---------- SOURCE INFORMATION

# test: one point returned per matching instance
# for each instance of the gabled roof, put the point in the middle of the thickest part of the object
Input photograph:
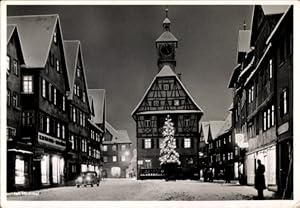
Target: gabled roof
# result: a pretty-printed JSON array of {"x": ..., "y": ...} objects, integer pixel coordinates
[
  {"x": 166, "y": 37},
  {"x": 35, "y": 30},
  {"x": 227, "y": 125},
  {"x": 10, "y": 30},
  {"x": 118, "y": 136},
  {"x": 98, "y": 97},
  {"x": 167, "y": 71},
  {"x": 274, "y": 9},
  {"x": 73, "y": 50},
  {"x": 204, "y": 126},
  {"x": 215, "y": 127},
  {"x": 278, "y": 24},
  {"x": 244, "y": 41}
]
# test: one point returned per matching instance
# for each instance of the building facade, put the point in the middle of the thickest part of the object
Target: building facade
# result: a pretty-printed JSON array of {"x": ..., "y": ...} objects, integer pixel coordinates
[
  {"x": 117, "y": 153},
  {"x": 262, "y": 105},
  {"x": 165, "y": 96},
  {"x": 42, "y": 72}
]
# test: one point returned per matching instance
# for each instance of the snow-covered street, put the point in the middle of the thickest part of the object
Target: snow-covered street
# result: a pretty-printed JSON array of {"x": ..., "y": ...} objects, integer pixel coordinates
[{"x": 129, "y": 189}]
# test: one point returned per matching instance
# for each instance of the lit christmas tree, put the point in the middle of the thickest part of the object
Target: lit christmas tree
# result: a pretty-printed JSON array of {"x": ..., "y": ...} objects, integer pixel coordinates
[{"x": 168, "y": 153}]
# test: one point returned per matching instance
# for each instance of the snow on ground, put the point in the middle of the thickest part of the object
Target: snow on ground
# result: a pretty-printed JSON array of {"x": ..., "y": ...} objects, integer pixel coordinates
[{"x": 128, "y": 189}]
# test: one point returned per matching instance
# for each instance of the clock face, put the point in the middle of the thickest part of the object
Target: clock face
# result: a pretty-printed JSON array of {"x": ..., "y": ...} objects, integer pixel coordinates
[{"x": 166, "y": 49}]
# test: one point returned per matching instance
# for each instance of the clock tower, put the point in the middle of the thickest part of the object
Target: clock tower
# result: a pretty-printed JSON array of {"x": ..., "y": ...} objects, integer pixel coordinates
[{"x": 166, "y": 46}]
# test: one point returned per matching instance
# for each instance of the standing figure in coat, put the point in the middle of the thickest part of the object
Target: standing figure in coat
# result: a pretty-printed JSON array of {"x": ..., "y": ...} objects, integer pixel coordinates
[{"x": 260, "y": 184}]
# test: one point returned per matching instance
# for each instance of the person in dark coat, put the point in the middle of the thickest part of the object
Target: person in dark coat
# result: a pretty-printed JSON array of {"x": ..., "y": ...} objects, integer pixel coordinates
[{"x": 260, "y": 184}]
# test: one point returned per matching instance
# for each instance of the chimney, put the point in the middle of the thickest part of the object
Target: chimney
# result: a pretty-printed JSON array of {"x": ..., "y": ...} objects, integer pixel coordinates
[
  {"x": 244, "y": 25},
  {"x": 179, "y": 75}
]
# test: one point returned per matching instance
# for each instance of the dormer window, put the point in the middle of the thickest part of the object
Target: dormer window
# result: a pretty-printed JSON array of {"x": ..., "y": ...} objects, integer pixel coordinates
[
  {"x": 55, "y": 37},
  {"x": 57, "y": 65},
  {"x": 176, "y": 103}
]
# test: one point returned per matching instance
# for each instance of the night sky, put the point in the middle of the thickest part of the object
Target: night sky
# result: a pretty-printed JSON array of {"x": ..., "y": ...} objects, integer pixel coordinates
[{"x": 119, "y": 52}]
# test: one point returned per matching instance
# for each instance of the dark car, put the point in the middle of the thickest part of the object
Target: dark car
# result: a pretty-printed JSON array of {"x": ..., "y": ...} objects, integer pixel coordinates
[{"x": 87, "y": 178}]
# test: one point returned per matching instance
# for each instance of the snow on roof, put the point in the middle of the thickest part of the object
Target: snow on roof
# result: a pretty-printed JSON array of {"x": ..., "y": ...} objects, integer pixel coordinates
[
  {"x": 215, "y": 127},
  {"x": 10, "y": 30},
  {"x": 167, "y": 112},
  {"x": 233, "y": 76},
  {"x": 167, "y": 71},
  {"x": 166, "y": 21},
  {"x": 227, "y": 125},
  {"x": 166, "y": 37},
  {"x": 118, "y": 136},
  {"x": 258, "y": 65},
  {"x": 278, "y": 24},
  {"x": 274, "y": 9},
  {"x": 204, "y": 126},
  {"x": 35, "y": 30},
  {"x": 98, "y": 97},
  {"x": 247, "y": 67},
  {"x": 244, "y": 40}
]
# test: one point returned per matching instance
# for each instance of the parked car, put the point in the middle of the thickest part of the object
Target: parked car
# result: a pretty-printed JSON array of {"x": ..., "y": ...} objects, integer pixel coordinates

--------------------

▶ **REQUIRED WORK**:
The records need to be restated word for word, minus any images.

▶ **RESULT OF THE EXERCISE**:
# test: one point returned per matching instance
# for each instance of the gabled roof, put the point in the middle of the thickest part of the object
Input photograph:
Target: gabled roof
# result: a pretty-printed JSON array of {"x": ..., "y": ...} objects, integer pixel coordinates
[
  {"x": 166, "y": 37},
  {"x": 35, "y": 30},
  {"x": 227, "y": 125},
  {"x": 10, "y": 30},
  {"x": 118, "y": 136},
  {"x": 98, "y": 97},
  {"x": 167, "y": 71},
  {"x": 274, "y": 9},
  {"x": 73, "y": 50},
  {"x": 204, "y": 126},
  {"x": 215, "y": 127},
  {"x": 278, "y": 24},
  {"x": 244, "y": 41}
]
# test: one point returned per matching instance
# for each instance of the building facade, put the point in the middle of the thickest part of the object
Target: building facade
# result: a pretty-printed JSON array of {"x": ..., "y": ...} objects, integer pixel coordinates
[
  {"x": 117, "y": 153},
  {"x": 262, "y": 105},
  {"x": 165, "y": 96},
  {"x": 42, "y": 72}
]
# test: one point returned per matching instance
# for each instance of the snow-covered street, put the point in the middle of the thickest part of the object
Target: snow-covered street
# result: a pretty-printed JSON array of {"x": ..., "y": ...} objects, integer pixel coordinates
[{"x": 129, "y": 189}]
# test: one point returned per matching instance
# for each instance of the lit christmas tree, put the point in the middle of the thickest part of the object
Target: lit christmas tree
# result: a pretty-printed JSON array of {"x": ..., "y": ...} objects, integer pixel coordinates
[{"x": 168, "y": 153}]
# test: one point returned per matching instance
# for each instance of the snow on ground, put the point in the middle of the thickest part of the object
Target: snow on ground
# result: a pretty-printed JSON array of {"x": ..., "y": ...} objects, integer pixel coordinates
[{"x": 128, "y": 189}]
# test: one point returned per matching instance
# for each instance of the clock face, put the point in the middle of the thickest part of the object
Target: clock face
# result: a pretty-printed JSON array of {"x": ..., "y": ...} objects, integer pixel coordinates
[{"x": 166, "y": 49}]
# test: one point returned per matching instance
# for each instance of the clock tower, put the point in the middle of the thickest part of the object
Target: clock tower
# result: a pretty-printed JSON array of {"x": ..., "y": ...} objects, integer pixel coordinates
[{"x": 166, "y": 46}]
# test: one point returned per matching instance
# for each instance of the standing figure in coat, put the point in the middle of the thickest part of the object
Target: standing figure in coat
# result: a pretty-printed JSON array of {"x": ..., "y": ...} objects, integer pixel coordinates
[{"x": 260, "y": 184}]
# test: one point returned per matching instance
# for each instance of the person in dark coat, put the point in the middle of the thickest part of the object
Target: person in dark coat
# result: a pretty-printed JSON array of {"x": ..., "y": ...} objects, integer pixel coordinates
[{"x": 260, "y": 184}]
# test: one point returned per matching instance
# for each instance of the chimney, put the point in the middle of the thickest part of the object
Target: chimney
# result: a pretty-printed JSON array of {"x": ..., "y": ...} objects, integer pixel coordinates
[
  {"x": 244, "y": 25},
  {"x": 179, "y": 75}
]
# test: one point returned per matching instance
# for each instance of the dormer window, put the point in the middle of the thickest part of the object
Target: dormer window
# result: a pretty-printed JSON array of {"x": ..., "y": ...} objects, integer pixel coordinates
[
  {"x": 55, "y": 37},
  {"x": 57, "y": 65},
  {"x": 176, "y": 103}
]
# test: one point returned per matching instance
# for each instance of the night sky, put the point in the middle of the thickest part of the object
Target: night sky
# result: a pretty-printed JSON array of {"x": ..., "y": ...} objects, integer pixel coordinates
[{"x": 119, "y": 52}]
# test: one point returned per matching instance
# for each instance of the dark car, put the point in the middle of the thickest part of the object
Target: dark car
# result: a pretty-printed JSON array of {"x": ..., "y": ...} objects, integer pixel coordinates
[{"x": 87, "y": 178}]
# test: one point returned per matching instance
# for each instance of the snow on roof, put the point in the middle of the thickest part of the object
Target: snow on roof
# result: a pretty-printed JSON array of {"x": ..., "y": ...} objects, integer pixel coordinates
[
  {"x": 215, "y": 127},
  {"x": 10, "y": 30},
  {"x": 167, "y": 112},
  {"x": 233, "y": 76},
  {"x": 167, "y": 71},
  {"x": 166, "y": 21},
  {"x": 227, "y": 125},
  {"x": 166, "y": 37},
  {"x": 118, "y": 136},
  {"x": 258, "y": 65},
  {"x": 278, "y": 24},
  {"x": 274, "y": 9},
  {"x": 204, "y": 126},
  {"x": 35, "y": 30},
  {"x": 98, "y": 97},
  {"x": 247, "y": 67},
  {"x": 244, "y": 40}
]
# test: one point returned per matching instance
# for each instance of the parked car, put the point in the middle of the thickest part of the object
Target: parked car
# result: a pretty-printed JSON array of {"x": ..., "y": ...} objects, integer pixel coordinates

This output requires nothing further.